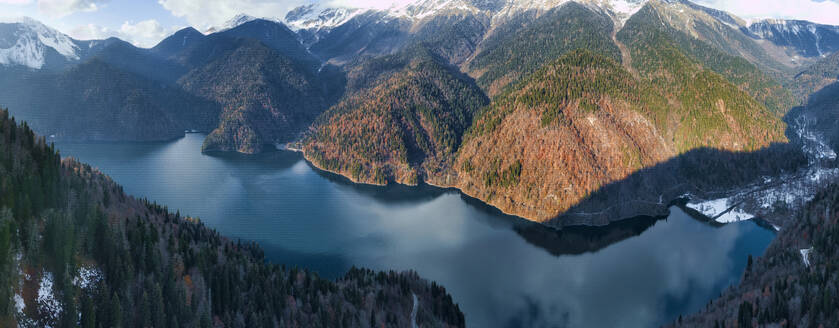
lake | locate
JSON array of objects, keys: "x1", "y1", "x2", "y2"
[{"x1": 55, "y1": 134, "x2": 775, "y2": 328}]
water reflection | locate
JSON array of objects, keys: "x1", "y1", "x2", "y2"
[
  {"x1": 514, "y1": 215, "x2": 664, "y2": 256},
  {"x1": 56, "y1": 134, "x2": 775, "y2": 328}
]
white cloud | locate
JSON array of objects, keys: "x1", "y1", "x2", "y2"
[
  {"x1": 68, "y1": 19, "x2": 180, "y2": 48},
  {"x1": 119, "y1": 19, "x2": 177, "y2": 48},
  {"x1": 157, "y1": 0, "x2": 305, "y2": 31},
  {"x1": 696, "y1": 0, "x2": 839, "y2": 25},
  {"x1": 38, "y1": 0, "x2": 108, "y2": 17},
  {"x1": 68, "y1": 22, "x2": 110, "y2": 39},
  {"x1": 0, "y1": 0, "x2": 33, "y2": 4}
]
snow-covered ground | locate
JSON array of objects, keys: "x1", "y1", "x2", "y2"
[
  {"x1": 686, "y1": 198, "x2": 755, "y2": 223},
  {"x1": 794, "y1": 116, "x2": 837, "y2": 162},
  {"x1": 686, "y1": 115, "x2": 839, "y2": 227}
]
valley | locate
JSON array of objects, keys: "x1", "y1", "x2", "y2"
[{"x1": 2, "y1": 0, "x2": 839, "y2": 326}]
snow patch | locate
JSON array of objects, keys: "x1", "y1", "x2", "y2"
[
  {"x1": 14, "y1": 293, "x2": 25, "y2": 312},
  {"x1": 800, "y1": 247, "x2": 813, "y2": 267},
  {"x1": 38, "y1": 272, "x2": 62, "y2": 320},
  {"x1": 411, "y1": 293, "x2": 419, "y2": 328},
  {"x1": 606, "y1": 0, "x2": 646, "y2": 23},
  {"x1": 686, "y1": 198, "x2": 755, "y2": 223},
  {"x1": 73, "y1": 266, "x2": 103, "y2": 290}
]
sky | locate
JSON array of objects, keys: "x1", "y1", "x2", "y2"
[{"x1": 0, "y1": 0, "x2": 838, "y2": 48}]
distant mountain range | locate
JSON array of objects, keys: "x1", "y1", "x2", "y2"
[{"x1": 0, "y1": 0, "x2": 838, "y2": 225}]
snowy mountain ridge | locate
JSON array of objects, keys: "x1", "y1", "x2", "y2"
[
  {"x1": 747, "y1": 18, "x2": 839, "y2": 58},
  {"x1": 282, "y1": 0, "x2": 649, "y2": 31},
  {"x1": 0, "y1": 16, "x2": 80, "y2": 69}
]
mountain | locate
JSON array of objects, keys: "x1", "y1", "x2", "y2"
[
  {"x1": 789, "y1": 51, "x2": 839, "y2": 152},
  {"x1": 178, "y1": 37, "x2": 341, "y2": 153},
  {"x1": 301, "y1": 46, "x2": 488, "y2": 185},
  {"x1": 217, "y1": 19, "x2": 320, "y2": 69},
  {"x1": 465, "y1": 2, "x2": 621, "y2": 96},
  {"x1": 0, "y1": 59, "x2": 219, "y2": 141},
  {"x1": 747, "y1": 19, "x2": 839, "y2": 59},
  {"x1": 0, "y1": 108, "x2": 465, "y2": 327},
  {"x1": 620, "y1": 0, "x2": 796, "y2": 113},
  {"x1": 150, "y1": 27, "x2": 206, "y2": 59},
  {"x1": 451, "y1": 44, "x2": 786, "y2": 221},
  {"x1": 1, "y1": 2, "x2": 831, "y2": 221},
  {"x1": 0, "y1": 17, "x2": 82, "y2": 71},
  {"x1": 285, "y1": 4, "x2": 366, "y2": 31},
  {"x1": 298, "y1": 0, "x2": 793, "y2": 222},
  {"x1": 88, "y1": 38, "x2": 189, "y2": 84}
]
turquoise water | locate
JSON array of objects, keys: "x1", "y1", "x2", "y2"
[{"x1": 56, "y1": 134, "x2": 775, "y2": 328}]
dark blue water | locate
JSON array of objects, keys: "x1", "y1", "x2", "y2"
[{"x1": 56, "y1": 134, "x2": 775, "y2": 328}]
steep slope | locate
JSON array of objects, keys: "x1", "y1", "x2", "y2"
[
  {"x1": 452, "y1": 43, "x2": 786, "y2": 222},
  {"x1": 0, "y1": 59, "x2": 218, "y2": 142},
  {"x1": 793, "y1": 49, "x2": 839, "y2": 98},
  {"x1": 307, "y1": 11, "x2": 413, "y2": 64},
  {"x1": 0, "y1": 17, "x2": 81, "y2": 71},
  {"x1": 0, "y1": 109, "x2": 465, "y2": 327},
  {"x1": 634, "y1": 1, "x2": 796, "y2": 113},
  {"x1": 0, "y1": 17, "x2": 117, "y2": 71},
  {"x1": 747, "y1": 19, "x2": 839, "y2": 59},
  {"x1": 178, "y1": 38, "x2": 341, "y2": 153},
  {"x1": 676, "y1": 184, "x2": 839, "y2": 327},
  {"x1": 408, "y1": 11, "x2": 491, "y2": 66},
  {"x1": 466, "y1": 2, "x2": 621, "y2": 96},
  {"x1": 302, "y1": 47, "x2": 488, "y2": 185},
  {"x1": 218, "y1": 19, "x2": 320, "y2": 70}
]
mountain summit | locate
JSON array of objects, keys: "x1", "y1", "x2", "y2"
[{"x1": 0, "y1": 17, "x2": 80, "y2": 69}]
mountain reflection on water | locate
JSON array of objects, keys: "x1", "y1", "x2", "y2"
[{"x1": 56, "y1": 134, "x2": 775, "y2": 328}]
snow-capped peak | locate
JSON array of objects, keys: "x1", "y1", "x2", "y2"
[
  {"x1": 206, "y1": 14, "x2": 285, "y2": 33},
  {"x1": 285, "y1": 4, "x2": 366, "y2": 31},
  {"x1": 387, "y1": 0, "x2": 485, "y2": 21},
  {"x1": 0, "y1": 16, "x2": 80, "y2": 69}
]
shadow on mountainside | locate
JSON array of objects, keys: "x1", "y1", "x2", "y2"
[{"x1": 549, "y1": 104, "x2": 827, "y2": 228}]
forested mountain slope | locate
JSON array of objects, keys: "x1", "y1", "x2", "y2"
[
  {"x1": 451, "y1": 45, "x2": 786, "y2": 221},
  {"x1": 465, "y1": 2, "x2": 621, "y2": 96},
  {"x1": 793, "y1": 50, "x2": 839, "y2": 98},
  {"x1": 0, "y1": 60, "x2": 218, "y2": 142},
  {"x1": 624, "y1": 1, "x2": 796, "y2": 114},
  {"x1": 0, "y1": 109, "x2": 465, "y2": 327},
  {"x1": 294, "y1": 0, "x2": 796, "y2": 223},
  {"x1": 178, "y1": 38, "x2": 343, "y2": 153},
  {"x1": 302, "y1": 47, "x2": 488, "y2": 185}
]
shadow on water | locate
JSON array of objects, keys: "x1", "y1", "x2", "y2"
[
  {"x1": 204, "y1": 148, "x2": 302, "y2": 172},
  {"x1": 56, "y1": 138, "x2": 175, "y2": 162},
  {"x1": 514, "y1": 215, "x2": 666, "y2": 257},
  {"x1": 257, "y1": 242, "x2": 353, "y2": 280}
]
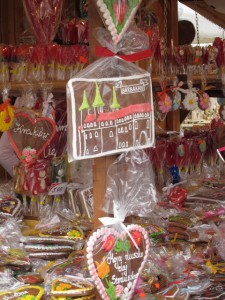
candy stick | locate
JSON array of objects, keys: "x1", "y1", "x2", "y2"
[{"x1": 46, "y1": 43, "x2": 59, "y2": 81}]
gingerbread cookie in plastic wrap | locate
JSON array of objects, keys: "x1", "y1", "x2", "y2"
[
  {"x1": 85, "y1": 150, "x2": 157, "y2": 300},
  {"x1": 67, "y1": 27, "x2": 154, "y2": 161}
]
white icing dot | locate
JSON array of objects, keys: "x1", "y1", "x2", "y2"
[
  {"x1": 96, "y1": 0, "x2": 102, "y2": 5},
  {"x1": 103, "y1": 11, "x2": 110, "y2": 19},
  {"x1": 86, "y1": 253, "x2": 92, "y2": 259},
  {"x1": 100, "y1": 4, "x2": 107, "y2": 13},
  {"x1": 87, "y1": 259, "x2": 92, "y2": 265}
]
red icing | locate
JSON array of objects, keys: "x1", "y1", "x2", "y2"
[{"x1": 96, "y1": 103, "x2": 151, "y2": 122}]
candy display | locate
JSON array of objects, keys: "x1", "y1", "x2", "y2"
[
  {"x1": 67, "y1": 26, "x2": 155, "y2": 160},
  {"x1": 1, "y1": 1, "x2": 225, "y2": 300}
]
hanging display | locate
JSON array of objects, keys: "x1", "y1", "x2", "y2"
[
  {"x1": 95, "y1": 0, "x2": 142, "y2": 44},
  {"x1": 67, "y1": 56, "x2": 154, "y2": 160},
  {"x1": 7, "y1": 112, "x2": 56, "y2": 165}
]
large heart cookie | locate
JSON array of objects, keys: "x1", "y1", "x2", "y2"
[
  {"x1": 23, "y1": 0, "x2": 64, "y2": 44},
  {"x1": 7, "y1": 112, "x2": 56, "y2": 165},
  {"x1": 86, "y1": 224, "x2": 150, "y2": 300},
  {"x1": 95, "y1": 0, "x2": 142, "y2": 44},
  {"x1": 0, "y1": 285, "x2": 44, "y2": 300}
]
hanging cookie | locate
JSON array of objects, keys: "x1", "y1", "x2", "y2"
[{"x1": 95, "y1": 0, "x2": 142, "y2": 44}]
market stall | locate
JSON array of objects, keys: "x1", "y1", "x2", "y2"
[{"x1": 0, "y1": 1, "x2": 225, "y2": 299}]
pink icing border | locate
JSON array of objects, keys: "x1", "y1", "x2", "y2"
[{"x1": 86, "y1": 224, "x2": 150, "y2": 300}]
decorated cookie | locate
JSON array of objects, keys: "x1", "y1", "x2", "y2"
[
  {"x1": 50, "y1": 295, "x2": 95, "y2": 300},
  {"x1": 16, "y1": 272, "x2": 44, "y2": 284},
  {"x1": 0, "y1": 197, "x2": 23, "y2": 218},
  {"x1": 39, "y1": 225, "x2": 84, "y2": 240},
  {"x1": 86, "y1": 224, "x2": 150, "y2": 300},
  {"x1": 24, "y1": 236, "x2": 79, "y2": 246},
  {"x1": 142, "y1": 224, "x2": 165, "y2": 241},
  {"x1": 0, "y1": 285, "x2": 44, "y2": 300},
  {"x1": 24, "y1": 244, "x2": 74, "y2": 253},
  {"x1": 29, "y1": 252, "x2": 70, "y2": 260},
  {"x1": 95, "y1": 0, "x2": 142, "y2": 44},
  {"x1": 51, "y1": 276, "x2": 95, "y2": 297},
  {"x1": 7, "y1": 112, "x2": 56, "y2": 165}
]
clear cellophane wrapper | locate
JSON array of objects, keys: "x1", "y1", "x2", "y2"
[
  {"x1": 22, "y1": 0, "x2": 64, "y2": 45},
  {"x1": 103, "y1": 150, "x2": 157, "y2": 217},
  {"x1": 67, "y1": 27, "x2": 154, "y2": 161},
  {"x1": 85, "y1": 150, "x2": 157, "y2": 300}
]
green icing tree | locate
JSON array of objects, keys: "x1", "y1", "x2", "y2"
[
  {"x1": 92, "y1": 82, "x2": 105, "y2": 108},
  {"x1": 79, "y1": 90, "x2": 90, "y2": 111},
  {"x1": 110, "y1": 87, "x2": 121, "y2": 109}
]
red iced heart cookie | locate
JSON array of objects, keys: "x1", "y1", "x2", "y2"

::::

## WHAT THE EXERCISE ASKS:
Above are the records. Print exactly, and only, the lines from the line with "hanging cookie | locate" to the line with "pink icing border | locate", both inclusive.

## ANSWER BOX:
hanging cookie | locate
JSON array of objects, keys: "x1", "y1", "x2", "y2"
[{"x1": 95, "y1": 0, "x2": 142, "y2": 44}]
market stall | locate
JSON array of objects, keys: "x1", "y1", "x2", "y2"
[{"x1": 0, "y1": 1, "x2": 225, "y2": 299}]
pink icing border | locate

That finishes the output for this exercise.